Tarefas a realizar:
1 – Transcreva, do texto sobre as restrições nos sistemas CAUC/SIAFI/CADIN, tudo o que vai de "A recuperação de" até "nos sistemas CAUC/SIAFI/CADIN?".
2 – Indique se cada afirmação abaixo está de acordo com o texto sobre as restrições nos sistemas CAUC/SIAFI/CADIN, respondendo sim ou não e citando literalmente as palavras do texto que decidem a questão.
(a) O mandado de segurança foi impetrado pelo Município de Abaíra/BA.
(b) A suspensão da restrição para a transferência de recursos federais é apresentada como regra geral.
(c) O conceito da expressão 'ações sociais' deve resultar de uma interpretação ampla.

╭─ Texto para leitura

A recuperação de estradas vicinais, pavimentação e a drenagem de vias públicas podem ser enquadradas no conceito de ação social para impedir as restrições nos sistemas CAUC/SIAFI/CADIN?

Cuida-se de Mandado de Segurança impetrado pelo Município de Abaíra/BA com o objetivo de receber as transferências voluntárias da União, sem as restrições nos sistemas CAUC/SIAFI/CADIN, para a pavimentação de vias públicas. No caso dos autos, o Tribunal de origem consignou que as obras relacionadas à pavimentação das vias se enquadrariam no conceito de ações sociais, o que permitiria a liberação de tais verbas.

A suspensão da restrição para a transferência de recursos federais aos Estados, Distrito Federal e Municípios trata de norma de direito financeiro e é exceção à regra, estando limitada às situações previstas no próprio art. 26 da Lei 10.522/2002 (execuções de ações sociais ou ações em faixa de fronteira). A interpretação da expressão “ações sociais” não pode ser abrangente a ponto de abarcar situações que o legislador não previu. Sendo assim, o conceito da expressão “ações sociais”, para o fim da Lei 10.522/2002, deve ser resultado de interpretação restritiva, teleológica e sistemática, mormente diante do fato de que qualquer ação governamental em prol da sociedade pode ser passível de enquadramento no conceito de ação social.

╰─
╭─ Dados extraídos

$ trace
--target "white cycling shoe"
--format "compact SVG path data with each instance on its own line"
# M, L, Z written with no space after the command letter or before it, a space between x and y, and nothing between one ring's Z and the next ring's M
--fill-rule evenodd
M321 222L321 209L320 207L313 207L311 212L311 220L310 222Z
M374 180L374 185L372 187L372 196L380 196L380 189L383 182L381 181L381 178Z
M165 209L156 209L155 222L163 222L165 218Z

╰─

Resultados das tarefas:
1 –
A recuperação de estradas vicinais, pavimentação e a drenagem de vias públicas podem ser enquadradas no conceito de ação social para impedir as restrições nos sistemas CAUC/SIAFI/CADIN?

2 –
(a) Sim: "Cuida-se de Mandado de Segurança impetrado pelo Município de Abaíra/BA".
(b) Não: "é exceção à regra".
(c) Não: "deve ser resultado de interpretação restritiva, teleológica e sistemática".